- Opening Delimiter -

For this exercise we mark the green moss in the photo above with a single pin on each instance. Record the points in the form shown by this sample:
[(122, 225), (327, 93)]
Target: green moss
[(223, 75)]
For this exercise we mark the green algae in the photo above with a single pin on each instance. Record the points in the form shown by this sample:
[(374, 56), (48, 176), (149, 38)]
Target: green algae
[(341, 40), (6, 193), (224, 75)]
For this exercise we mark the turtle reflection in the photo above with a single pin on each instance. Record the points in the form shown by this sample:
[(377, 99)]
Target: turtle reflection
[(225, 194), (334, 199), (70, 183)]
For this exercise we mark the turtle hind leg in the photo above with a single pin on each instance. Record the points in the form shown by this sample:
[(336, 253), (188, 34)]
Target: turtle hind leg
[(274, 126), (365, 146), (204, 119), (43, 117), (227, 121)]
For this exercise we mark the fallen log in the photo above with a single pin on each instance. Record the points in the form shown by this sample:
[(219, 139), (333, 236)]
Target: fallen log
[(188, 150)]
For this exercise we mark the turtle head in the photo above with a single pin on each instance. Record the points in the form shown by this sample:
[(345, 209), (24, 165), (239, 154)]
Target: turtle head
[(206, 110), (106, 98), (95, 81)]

- Closing Delimiter -

## Task brief:
Could you output every record above exactly as written?

## Exercise response:
For this exercise we mark the green moss in the photo above with a single pin on each instance. Record the points in the form shown by this sample:
[(122, 225), (327, 93)]
Target: green moss
[(223, 75)]
For this exercise we mark the green algae in the photo above with a single pin on each instance. Record the points in the form shown by this sample:
[(374, 56), (48, 176), (149, 38)]
Target: green algae
[(341, 40), (6, 193), (224, 75)]
For this exercise we mark the turtle reflection in the photo above with a single pin on each instance. Record the points in the form shown by this sample:
[(377, 99)]
Target: turtle reflection
[(225, 194), (334, 199), (70, 183)]
For this exercise we mark the turtle hind leg in the photo above with a single pin on each instance. Record the points in the form shown by this sample:
[(336, 253), (188, 34)]
Target: turtle hind leg
[(274, 126), (365, 146), (204, 119), (43, 117), (227, 121)]
For this exercise we mark the fallen log in the photo above with a single pin on each instance. Record the points in the form shown by this sample:
[(219, 139), (333, 236)]
Target: fallen log
[(188, 150)]
For this exercise we mark the turtle head in the photo above with a single pin on each instance. Record the points in the form shown by this sample:
[(345, 209), (24, 165), (239, 154)]
Target: turtle head
[(206, 110), (106, 98), (95, 81)]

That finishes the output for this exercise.